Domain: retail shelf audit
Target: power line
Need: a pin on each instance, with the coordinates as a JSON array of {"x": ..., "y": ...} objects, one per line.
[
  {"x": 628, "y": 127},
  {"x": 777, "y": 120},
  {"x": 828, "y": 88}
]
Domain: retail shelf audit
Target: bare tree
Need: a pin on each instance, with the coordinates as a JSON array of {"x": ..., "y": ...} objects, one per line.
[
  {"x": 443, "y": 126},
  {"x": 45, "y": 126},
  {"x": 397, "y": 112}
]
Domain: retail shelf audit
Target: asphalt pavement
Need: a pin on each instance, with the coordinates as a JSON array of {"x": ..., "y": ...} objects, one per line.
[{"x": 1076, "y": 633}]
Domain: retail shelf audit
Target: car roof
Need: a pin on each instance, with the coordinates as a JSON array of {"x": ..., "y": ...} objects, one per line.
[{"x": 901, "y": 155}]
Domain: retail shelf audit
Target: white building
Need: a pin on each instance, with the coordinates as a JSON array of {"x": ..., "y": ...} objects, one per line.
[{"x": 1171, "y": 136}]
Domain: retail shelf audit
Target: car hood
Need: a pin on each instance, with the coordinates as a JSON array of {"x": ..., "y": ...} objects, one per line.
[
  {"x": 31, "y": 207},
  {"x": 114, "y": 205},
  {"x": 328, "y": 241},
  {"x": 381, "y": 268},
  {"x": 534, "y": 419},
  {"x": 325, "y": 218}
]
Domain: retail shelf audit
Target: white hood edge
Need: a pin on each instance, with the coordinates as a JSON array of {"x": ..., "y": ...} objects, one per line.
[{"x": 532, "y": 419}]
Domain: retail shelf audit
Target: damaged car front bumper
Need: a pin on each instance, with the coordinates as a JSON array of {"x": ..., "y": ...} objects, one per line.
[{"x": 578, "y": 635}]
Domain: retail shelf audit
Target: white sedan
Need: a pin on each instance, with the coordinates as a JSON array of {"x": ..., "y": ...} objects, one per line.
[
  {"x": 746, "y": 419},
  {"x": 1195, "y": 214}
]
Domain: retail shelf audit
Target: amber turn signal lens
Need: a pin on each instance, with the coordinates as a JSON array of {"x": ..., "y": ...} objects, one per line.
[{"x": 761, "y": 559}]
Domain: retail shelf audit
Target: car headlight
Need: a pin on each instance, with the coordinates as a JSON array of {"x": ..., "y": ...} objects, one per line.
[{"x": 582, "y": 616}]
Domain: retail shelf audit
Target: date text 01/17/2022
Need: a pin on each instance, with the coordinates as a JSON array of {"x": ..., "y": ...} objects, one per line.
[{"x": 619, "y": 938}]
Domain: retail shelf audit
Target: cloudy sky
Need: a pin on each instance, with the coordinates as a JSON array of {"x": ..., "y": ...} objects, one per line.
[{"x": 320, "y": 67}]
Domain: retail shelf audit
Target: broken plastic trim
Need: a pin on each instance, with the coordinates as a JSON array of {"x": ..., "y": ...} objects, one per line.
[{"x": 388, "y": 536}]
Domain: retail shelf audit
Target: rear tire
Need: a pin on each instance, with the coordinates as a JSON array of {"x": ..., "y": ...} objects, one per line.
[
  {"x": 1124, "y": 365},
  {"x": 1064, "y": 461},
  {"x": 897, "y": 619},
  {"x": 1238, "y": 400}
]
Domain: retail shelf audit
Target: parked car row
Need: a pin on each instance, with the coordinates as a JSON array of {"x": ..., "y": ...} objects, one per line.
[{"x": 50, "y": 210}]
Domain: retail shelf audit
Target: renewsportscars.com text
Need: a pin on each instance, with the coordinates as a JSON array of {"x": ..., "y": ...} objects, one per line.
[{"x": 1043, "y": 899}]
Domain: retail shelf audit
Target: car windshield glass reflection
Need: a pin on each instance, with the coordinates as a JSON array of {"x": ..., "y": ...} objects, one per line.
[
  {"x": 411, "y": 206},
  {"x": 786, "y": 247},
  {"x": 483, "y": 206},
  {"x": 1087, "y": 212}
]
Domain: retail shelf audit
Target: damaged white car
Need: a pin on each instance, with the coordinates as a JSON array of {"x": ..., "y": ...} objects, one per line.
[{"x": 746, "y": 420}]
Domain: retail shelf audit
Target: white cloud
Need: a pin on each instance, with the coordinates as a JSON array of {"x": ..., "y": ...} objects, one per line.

########################################

WRITTEN INSTRUCTION: Would you restate each of the entries word for word?

TASK OUTPUT:
Domain: retail shelf audit
Target: power line
Need: a pin on each instance, with the coordinates as a JSON array of {"x": ..., "y": ...} objects, one per line.
[
  {"x": 628, "y": 127},
  {"x": 777, "y": 120},
  {"x": 828, "y": 88}
]
Domain: retail shelf audit
Target: bare tree
Need: a pin on each instance, with the coordinates as a JSON array of {"x": ..., "y": ...} objects, one per line.
[
  {"x": 443, "y": 126},
  {"x": 45, "y": 126},
  {"x": 397, "y": 112}
]
Domain: retail shelf audit
Target: asphalt pavement
Need: a pin on each instance, with the coordinates as a JSON array of {"x": ..., "y": ...} objects, one per line.
[{"x": 1076, "y": 633}]
Domain: retail shelf audit
Target: car roof
Need: a pin on each instance, with the coordinates as a JSON array of {"x": ..., "y": ...} objects, one per line.
[{"x": 901, "y": 155}]
Domain: retail shelf audit
Target: white building
Need: a pin on each instance, with the coordinates as a JSON array of {"x": ..., "y": ...} objects, one per line.
[{"x": 1171, "y": 136}]
Domain: retail shelf audit
Target: car hood
Need: a pin on each instance, with the coordinates as a JSON array of {"x": ..., "y": ...} objects, one per line.
[
  {"x": 31, "y": 207},
  {"x": 114, "y": 205},
  {"x": 328, "y": 241},
  {"x": 381, "y": 268},
  {"x": 534, "y": 419},
  {"x": 325, "y": 218}
]
Domain: retail shelf audit
Target: white hood edge
Need: a pin on each instance, with the coordinates as a JSON array of {"x": ..., "y": ...} objects, one per line.
[{"x": 532, "y": 419}]
Domain: retail shelf audit
Target: damaged car front bumper
Need: a pin on each instance, with the coordinates as a JSON array of {"x": ..., "y": ...} objects, one per line.
[{"x": 578, "y": 635}]
Domain: retail shelf audit
Target: white sedan
Need: a pin on each instance, with the coordinates as a JSON array of {"x": ..., "y": ...} objects, one per line.
[
  {"x": 746, "y": 419},
  {"x": 1195, "y": 214}
]
Domain: retail shelf audit
Target: amber turn signal lens
Need: a pin on each instance, with the coordinates as a JSON array of {"x": ..., "y": ...} objects, one per line.
[{"x": 761, "y": 559}]
Domain: retail shelf audit
Target: car headlight
Need: a pin on each instance, with the coordinates as a JSON array of {"x": ..., "y": ...} objects, one per line.
[{"x": 582, "y": 616}]
Domain: retail shelf audit
Target: date text 01/17/2022
Need: a pin on each instance, with the coordinates as a JSON array of {"x": ..., "y": ...} objects, one per line.
[{"x": 619, "y": 938}]
Domain: retail shelf audit
Target: cloudy sky
Need: a pin on each instance, with the coordinates as a JSON array of {"x": ..., "y": ...} objects, one per line.
[{"x": 320, "y": 67}]
Domain: retail shelf audit
Target: broken plastic trim
Need: a pin on each instance, with the coordinates as a JSON array of {"x": ..., "y": ...} objects, one per line.
[{"x": 388, "y": 536}]
Domain: retail shelf audit
Target: rear tire
Need: a pin on each instance, with the coordinates as a JSON array of {"x": ..., "y": ...} objects, one per line.
[
  {"x": 1124, "y": 365},
  {"x": 1064, "y": 461},
  {"x": 897, "y": 619},
  {"x": 1238, "y": 400}
]
Domain: retail shelf audit
Target: parked car row
Need: a pin on each instance, with the coordinates as a JSON array of {"x": ..., "y": ...} objects, one per line.
[{"x": 50, "y": 210}]
Domain: retail shelf audit
Target: renewsportscars.com text
Need: a pin on each instance, with the coordinates as a JSON array of {"x": ..., "y": ...} objects, one per line.
[{"x": 1043, "y": 899}]
Domain: retail shelf audit
Target: car windshield glass reflection
Need: a pin on each instance, with the coordinates as a JSON array of {"x": ..., "y": ...} objects, one per line.
[
  {"x": 411, "y": 206},
  {"x": 786, "y": 247},
  {"x": 483, "y": 206},
  {"x": 1087, "y": 212}
]
Domain: retail shelf audit
Target: damaged white car
Need: a pin on each instance, with the coordinates as a JSON array of {"x": ..., "y": ...} objects, one per line.
[{"x": 746, "y": 420}]
Domain: retail shelf audit
Target: white cloud
Need: a pin on each instance, with the coordinates as a JSON array of {"x": ..., "y": ...} objects, one per line.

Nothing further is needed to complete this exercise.